About this exercise:
Filter these entries so that only lines with the word "woman" remain.

Material for the task:

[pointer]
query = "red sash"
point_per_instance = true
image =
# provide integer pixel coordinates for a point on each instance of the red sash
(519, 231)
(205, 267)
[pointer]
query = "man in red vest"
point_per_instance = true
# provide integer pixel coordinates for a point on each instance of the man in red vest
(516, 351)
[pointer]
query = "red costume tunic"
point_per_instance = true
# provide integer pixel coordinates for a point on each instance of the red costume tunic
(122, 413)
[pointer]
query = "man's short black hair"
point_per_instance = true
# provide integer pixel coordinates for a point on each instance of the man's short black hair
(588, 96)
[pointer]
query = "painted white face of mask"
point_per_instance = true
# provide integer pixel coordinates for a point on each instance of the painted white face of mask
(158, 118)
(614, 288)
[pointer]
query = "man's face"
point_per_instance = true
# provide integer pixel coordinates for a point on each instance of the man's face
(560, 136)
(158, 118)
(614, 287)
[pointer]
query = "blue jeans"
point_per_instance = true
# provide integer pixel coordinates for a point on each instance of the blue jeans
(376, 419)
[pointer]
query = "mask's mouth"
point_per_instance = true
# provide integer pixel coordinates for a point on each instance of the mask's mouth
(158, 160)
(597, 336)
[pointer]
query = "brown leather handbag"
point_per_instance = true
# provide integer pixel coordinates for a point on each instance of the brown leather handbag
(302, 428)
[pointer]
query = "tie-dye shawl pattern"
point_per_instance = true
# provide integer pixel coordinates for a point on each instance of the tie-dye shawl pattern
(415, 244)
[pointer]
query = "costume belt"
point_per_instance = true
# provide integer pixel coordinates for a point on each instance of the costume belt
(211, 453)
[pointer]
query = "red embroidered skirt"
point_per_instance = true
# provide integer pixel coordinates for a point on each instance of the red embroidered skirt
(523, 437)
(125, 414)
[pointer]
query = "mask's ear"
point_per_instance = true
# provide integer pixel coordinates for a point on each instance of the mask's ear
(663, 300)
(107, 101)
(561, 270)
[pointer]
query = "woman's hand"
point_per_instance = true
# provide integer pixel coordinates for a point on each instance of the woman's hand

Result of this exercise:
query = "woman's hand"
# provide integer pixel coordinates for a point on each instance of the woman's hand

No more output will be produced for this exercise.